(Pointing records for named objects)
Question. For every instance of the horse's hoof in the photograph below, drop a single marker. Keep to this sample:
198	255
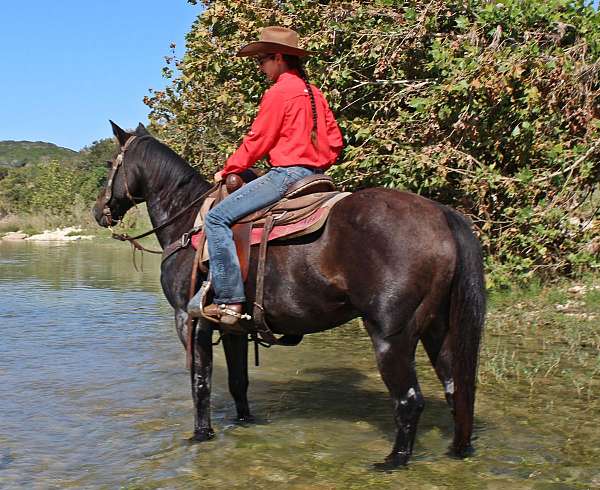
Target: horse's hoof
461	453
392	462
202	435
245	419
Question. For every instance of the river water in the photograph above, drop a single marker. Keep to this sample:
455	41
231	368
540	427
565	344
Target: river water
94	394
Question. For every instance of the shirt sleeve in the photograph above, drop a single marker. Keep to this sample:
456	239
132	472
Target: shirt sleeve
262	136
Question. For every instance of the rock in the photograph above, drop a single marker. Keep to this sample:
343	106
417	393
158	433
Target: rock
59	235
15	235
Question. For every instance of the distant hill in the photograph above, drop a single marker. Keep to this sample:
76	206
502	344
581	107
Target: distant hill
20	153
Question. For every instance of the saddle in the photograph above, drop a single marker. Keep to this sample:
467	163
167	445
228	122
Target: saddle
303	209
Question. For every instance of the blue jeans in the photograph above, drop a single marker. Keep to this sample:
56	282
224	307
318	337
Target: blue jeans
224	264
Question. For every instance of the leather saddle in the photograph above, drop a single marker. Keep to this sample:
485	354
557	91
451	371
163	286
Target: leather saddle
303	209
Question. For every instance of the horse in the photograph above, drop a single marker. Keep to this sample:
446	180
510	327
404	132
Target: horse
420	278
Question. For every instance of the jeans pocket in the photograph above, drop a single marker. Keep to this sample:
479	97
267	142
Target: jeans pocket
294	174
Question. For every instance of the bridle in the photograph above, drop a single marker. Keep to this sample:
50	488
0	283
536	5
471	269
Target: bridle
108	191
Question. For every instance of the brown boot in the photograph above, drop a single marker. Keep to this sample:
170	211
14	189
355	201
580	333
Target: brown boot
227	315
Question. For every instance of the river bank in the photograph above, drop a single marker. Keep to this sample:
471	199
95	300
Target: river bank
99	395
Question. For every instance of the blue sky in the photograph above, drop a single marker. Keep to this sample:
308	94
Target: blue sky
69	66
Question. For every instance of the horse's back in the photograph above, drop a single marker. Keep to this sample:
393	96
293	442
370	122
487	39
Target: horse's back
381	249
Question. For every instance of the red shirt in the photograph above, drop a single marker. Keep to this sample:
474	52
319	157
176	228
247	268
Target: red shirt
282	129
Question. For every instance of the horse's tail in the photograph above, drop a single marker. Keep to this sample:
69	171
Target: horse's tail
466	319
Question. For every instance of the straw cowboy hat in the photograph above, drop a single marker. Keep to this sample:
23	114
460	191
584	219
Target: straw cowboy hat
274	40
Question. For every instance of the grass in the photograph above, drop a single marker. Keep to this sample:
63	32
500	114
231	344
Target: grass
78	215
537	334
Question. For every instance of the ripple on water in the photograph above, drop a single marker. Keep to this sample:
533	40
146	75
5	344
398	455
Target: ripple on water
94	394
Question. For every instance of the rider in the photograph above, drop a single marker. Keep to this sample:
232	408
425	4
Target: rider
297	129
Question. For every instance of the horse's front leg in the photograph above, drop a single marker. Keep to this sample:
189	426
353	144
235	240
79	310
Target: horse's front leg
201	374
236	354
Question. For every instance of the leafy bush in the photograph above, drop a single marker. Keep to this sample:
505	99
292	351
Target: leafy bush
489	107
56	187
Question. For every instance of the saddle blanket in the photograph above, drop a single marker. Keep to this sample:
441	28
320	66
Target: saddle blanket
309	224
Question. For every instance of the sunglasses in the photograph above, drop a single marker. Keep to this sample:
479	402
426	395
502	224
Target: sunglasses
261	59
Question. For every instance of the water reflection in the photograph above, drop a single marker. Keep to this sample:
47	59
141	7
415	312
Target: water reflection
94	393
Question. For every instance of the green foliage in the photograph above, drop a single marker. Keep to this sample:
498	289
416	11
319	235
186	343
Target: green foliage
55	187
488	107
20	153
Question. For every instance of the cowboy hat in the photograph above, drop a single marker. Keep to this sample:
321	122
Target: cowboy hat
274	40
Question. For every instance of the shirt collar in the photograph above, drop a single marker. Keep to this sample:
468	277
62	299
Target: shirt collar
288	75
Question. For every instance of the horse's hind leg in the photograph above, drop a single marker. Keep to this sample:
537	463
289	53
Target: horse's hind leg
396	361
236	354
436	342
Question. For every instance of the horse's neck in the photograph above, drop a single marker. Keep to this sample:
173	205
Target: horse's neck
165	199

* What the exercise asks
Pull every line of the records above and reproduce each one verbatim, leaving the pictures out.

* Solution
Question. For every instance of the horse's hoof in the photograph below, drop a single marker. Keep to this sample:
198	255
Target: horse's hoof
461	453
392	462
202	435
245	419
Question. For every instance of the river water in the photograph above, drop a single marker. Keep to this sample:
455	41
231	368
540	427
565	344
Target: river water
94	394
Question. For every instance of the shirt sleeve in the photograph above, drop a single marker. Keep to this sample:
456	239
132	472
Target: shirt sleeve
262	136
Question. For every instance of the rock in the photograph above, drop a single marker. Keep to this sample:
343	106
417	393
158	433
Target: rock
59	235
15	235
Question. For every instance of the distant hill in the photograph above, drop a single marker. Keep to this sample:
76	206
502	344
581	107
Target: distant hill
20	153
Question. For every instance of the saddle in the photograph above, drop a single marker. Keep to this sample:
467	163
167	445
228	122
Target: saddle
303	209
Question. For every instance of the blue jeans in the photograph above, drop a single marker. Keep to this sample:
56	282
224	307
318	337
Target: blue jeans
224	264
Question. For every instance of the leather saddle in the photograph above, drop a single marker. Keep to this sample:
485	354
557	91
451	371
163	286
Target: leather saddle
303	209
Question. For every instance of the horse in the photograph above, drop a single marker. Keep to this sample:
446	180
510	327
404	132
Target: horse
420	278
Question. For every instance of the jeans pocket in the photograph above, drop a single marker. Keep to this sample:
479	97
267	142
Target: jeans pocket
294	174
Question. For every instance of the bridle in the photograph above, drop a single marker. Keep to this sample:
50	488
0	283
536	5
471	269
Target: bridle
108	191
Question. For every instance of the brown boot in the photograph above, drop a single marker. Keep to this sample:
170	211
14	189
355	201
580	333
Target: brown boot
227	315
Question. For every instance of the river bank in the photograph above, drop a single marker. Keep to this sample:
471	199
95	300
Target: river bank
99	395
Question. For every instance of the blue sky in the photograph above, drop a single marker. Keep to this sample:
308	94
Target: blue sky
69	66
Question. For every instance of the horse's back in the photograph above, drop a single marker. Keep to this sample:
393	96
293	442
370	122
487	39
Target: horse's back
381	249
Question. For every instance of the red shirt in the photograph above, drop a single marker. Keep to this sample:
474	52
319	157
176	228
247	268
Target: red shirt
282	129
Question. For every instance of the horse's tail in the photograph above, drop a single marker. Keep to this sample:
69	171
Target: horse's tail
466	319
Question. For every instance of the straw cowboy hat in the photograph above, drop a single marker. Keep to this sample:
23	114
460	191
584	219
Target: straw cowboy hat
274	40
Question. For every instance of the grass in the photograph above, drop a single marker. Keep to this sample:
63	32
500	114
231	344
Target: grass
78	215
537	334
Question. For every instance of the ripple on water in the photograph above, drop a single marker. Keep to this sample:
533	40
146	75
5	344
398	455
Target: ripple on water
94	394
Question. For every instance of the rider in the photograph above, drop a single marker. Keep to this sample:
232	408
425	4
Target: rider
297	129
Question. For every instance of the horse's front leg in the photograph above, drop a single marker. Keep to this sample:
189	426
353	144
235	240
79	310
Target: horse's front leg
201	374
236	354
Question. For every instance of the leafy bush in the photograph above, drop a single marker. Keep to this sample:
505	99
292	351
Target: leafy bush
489	107
56	187
Question. For every instance of the saddle blanket in the photograph above, drop a single marker. Keep to this sample:
441	28
320	66
Target: saddle blanket
309	224
Question. For every instance of the sunglasses in the photograph above, drop a single marker. Keep to this sample:
479	402
426	395
502	224
Target: sunglasses
261	59
Question. For every instance of the water reflection in the photograph above, drop a single marker. Keep to this sample:
47	59
141	7
415	312
Target: water reflection
94	393
Question. For every instance of the green foliage in the photograph above, drop a single marker. Keep to this sample:
498	289
416	11
319	235
186	343
Target: green foliage
55	187
488	107
20	153
Question. For every instance of the cowboy hat in the photograph above, drop a single marker. Keep to this sample:
321	122
Target: cowboy hat
274	40
Question. For every instance of the shirt collar in the photograph above, drop a single marker. Keep to this sample:
468	277
62	299
Target: shirt collar
288	75
Question. For every instance of the horse's hind leg in the photograph above, drop a single marker. Keep to this sample:
537	463
289	53
Target: horse's hind leg
396	361
236	354
436	342
Question. For every instance of the horse's neck in the photograph above, drop a single marker. Keep to this sample:
173	205
Target: horse's neck
165	199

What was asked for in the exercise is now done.